What to do:
Produce an exact copy of the lines from the line containing "point: banner -- mark one dot per instance" through the last line of the listing below, both ends included, and nothing else.

⟨

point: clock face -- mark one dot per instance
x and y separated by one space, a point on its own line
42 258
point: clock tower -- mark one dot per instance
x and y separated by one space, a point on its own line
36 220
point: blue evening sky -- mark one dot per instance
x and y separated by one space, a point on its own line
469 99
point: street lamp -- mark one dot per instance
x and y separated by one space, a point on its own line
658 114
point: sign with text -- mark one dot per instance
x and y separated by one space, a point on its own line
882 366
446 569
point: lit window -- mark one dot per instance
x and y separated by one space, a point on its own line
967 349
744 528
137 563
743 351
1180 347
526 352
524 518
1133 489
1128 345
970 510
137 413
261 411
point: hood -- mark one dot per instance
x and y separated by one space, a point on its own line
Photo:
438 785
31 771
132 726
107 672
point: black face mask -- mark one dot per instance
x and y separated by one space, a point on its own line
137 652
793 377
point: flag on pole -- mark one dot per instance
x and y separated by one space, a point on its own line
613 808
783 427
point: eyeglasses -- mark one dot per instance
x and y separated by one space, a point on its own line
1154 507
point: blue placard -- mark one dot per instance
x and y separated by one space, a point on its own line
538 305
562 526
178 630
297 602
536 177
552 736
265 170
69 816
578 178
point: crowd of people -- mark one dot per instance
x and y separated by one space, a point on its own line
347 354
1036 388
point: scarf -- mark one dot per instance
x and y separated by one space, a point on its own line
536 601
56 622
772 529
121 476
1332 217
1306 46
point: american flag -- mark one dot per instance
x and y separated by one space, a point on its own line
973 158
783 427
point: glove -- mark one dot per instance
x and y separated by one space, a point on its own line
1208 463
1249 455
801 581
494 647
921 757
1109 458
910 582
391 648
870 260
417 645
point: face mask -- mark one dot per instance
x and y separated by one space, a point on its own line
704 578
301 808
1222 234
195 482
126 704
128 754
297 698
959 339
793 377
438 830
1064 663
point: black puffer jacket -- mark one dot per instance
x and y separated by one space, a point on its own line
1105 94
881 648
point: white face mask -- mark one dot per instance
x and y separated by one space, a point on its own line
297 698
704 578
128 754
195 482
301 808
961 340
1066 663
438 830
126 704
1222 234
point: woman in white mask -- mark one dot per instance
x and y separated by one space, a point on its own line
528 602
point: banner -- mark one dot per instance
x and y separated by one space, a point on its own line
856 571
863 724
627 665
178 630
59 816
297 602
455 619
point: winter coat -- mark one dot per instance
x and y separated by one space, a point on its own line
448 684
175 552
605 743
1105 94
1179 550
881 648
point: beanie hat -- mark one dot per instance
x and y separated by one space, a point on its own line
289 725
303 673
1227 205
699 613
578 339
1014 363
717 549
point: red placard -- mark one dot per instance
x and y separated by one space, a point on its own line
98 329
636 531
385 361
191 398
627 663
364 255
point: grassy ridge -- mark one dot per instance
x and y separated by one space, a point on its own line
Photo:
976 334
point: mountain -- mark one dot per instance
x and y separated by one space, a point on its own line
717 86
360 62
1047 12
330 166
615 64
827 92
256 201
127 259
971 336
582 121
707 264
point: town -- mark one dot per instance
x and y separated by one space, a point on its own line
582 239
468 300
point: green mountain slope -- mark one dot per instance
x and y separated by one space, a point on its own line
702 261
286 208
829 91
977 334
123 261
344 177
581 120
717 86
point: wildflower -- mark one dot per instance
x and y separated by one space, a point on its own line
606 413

⟩

The completed task:
point: banner -- mark one dot per instance
x and y separated by one space, a point on its own line
856 571
863 724
627 665
178 630
59 816
297 602
455 619
point: winter coat -- mark one dot per instance
x and y separated by one space, a point on its own line
448 684
175 552
605 743
1105 94
1179 550
881 648
point: beanie hat -- mark one dot per instance
x and y separated by one space, a point on its own line
289 725
303 673
1227 205
699 613
578 339
1014 363
717 549
point: red placard -- mark one dot per instance
x and y separated by one space, a point on its own line
98 329
636 531
385 361
191 398
627 663
364 255
point: grassy ridge -- mark one dot per instance
x and y separated by one space, a point on its own line
Photo:
976 334
point: mountain -- mark one dot per instance
x and y separated by one space, a point on its own line
717 86
360 62
1047 12
330 166
615 64
827 92
256 201
127 259
971 336
582 121
707 264
point: town -- mark one dot per instance
x and y separated by one space, a point on its own line
582 239
468 300
point: green mountain slope -- mark one dot per instance
x and y separated by one space, a point on its own line
702 261
286 208
829 91
977 334
123 261
344 177
581 120
717 86
point: wildflower -- mark one dot per instance
x and y separated by one space, a point on its own line
606 413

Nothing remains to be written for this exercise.